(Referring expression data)
----

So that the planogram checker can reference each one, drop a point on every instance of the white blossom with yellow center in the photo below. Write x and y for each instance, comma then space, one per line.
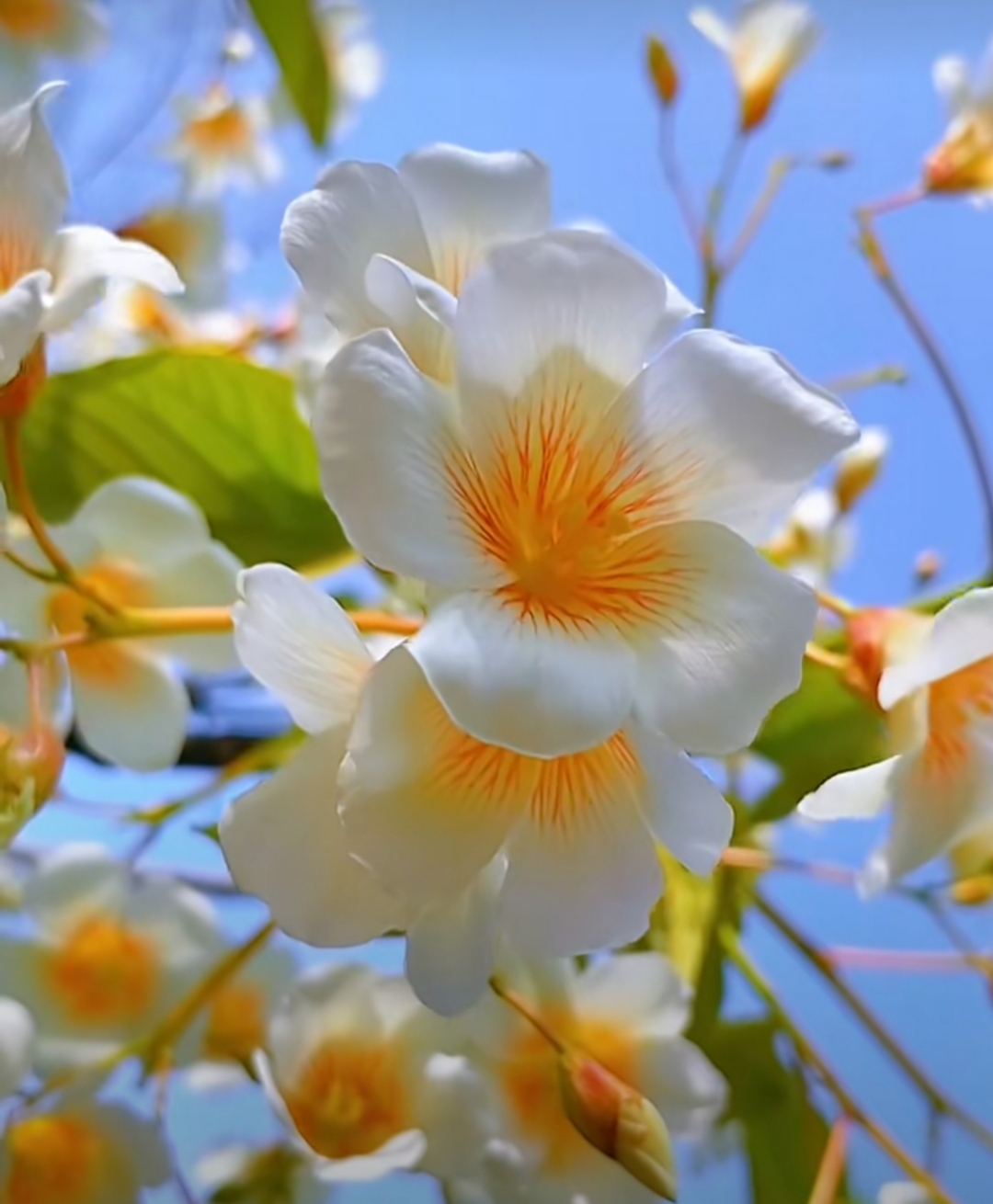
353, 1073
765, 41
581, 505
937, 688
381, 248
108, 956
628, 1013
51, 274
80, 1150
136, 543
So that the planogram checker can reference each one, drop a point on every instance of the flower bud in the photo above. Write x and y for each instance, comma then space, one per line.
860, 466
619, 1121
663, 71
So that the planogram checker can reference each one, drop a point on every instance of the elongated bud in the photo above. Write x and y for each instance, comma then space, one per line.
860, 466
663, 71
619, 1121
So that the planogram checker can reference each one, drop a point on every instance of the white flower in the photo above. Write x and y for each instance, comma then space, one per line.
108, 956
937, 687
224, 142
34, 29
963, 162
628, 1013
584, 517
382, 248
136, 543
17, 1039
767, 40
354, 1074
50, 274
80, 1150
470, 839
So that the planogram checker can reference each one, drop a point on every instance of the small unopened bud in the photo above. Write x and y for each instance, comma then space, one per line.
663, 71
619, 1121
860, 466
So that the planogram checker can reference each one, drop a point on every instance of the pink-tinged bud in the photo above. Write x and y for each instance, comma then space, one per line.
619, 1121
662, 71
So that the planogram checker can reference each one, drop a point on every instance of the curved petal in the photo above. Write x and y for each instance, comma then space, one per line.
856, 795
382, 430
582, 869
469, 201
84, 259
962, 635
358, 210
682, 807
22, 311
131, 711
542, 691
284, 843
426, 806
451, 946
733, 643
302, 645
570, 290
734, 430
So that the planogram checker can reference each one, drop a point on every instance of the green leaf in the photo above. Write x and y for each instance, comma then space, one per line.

----

Prompt:
The response should be the lines from the one containing "of the curved" through the last line of the data, set down exactly and with no other line.

Task answer:
So that the planogram checker can reference each one, drop a point on every instance of the curved petal in the photo above. Write x and y for each instance, comma then space, one per line.
856, 795
382, 430
582, 869
469, 201
84, 259
962, 635
358, 210
682, 807
22, 311
131, 711
542, 691
284, 843
426, 806
451, 946
733, 643
302, 645
570, 290
734, 430
So that the planogram checker can reference each one, drop a point on every instance of the green leaf in the photo above. Write x and y for each instance, comma then space, one per line.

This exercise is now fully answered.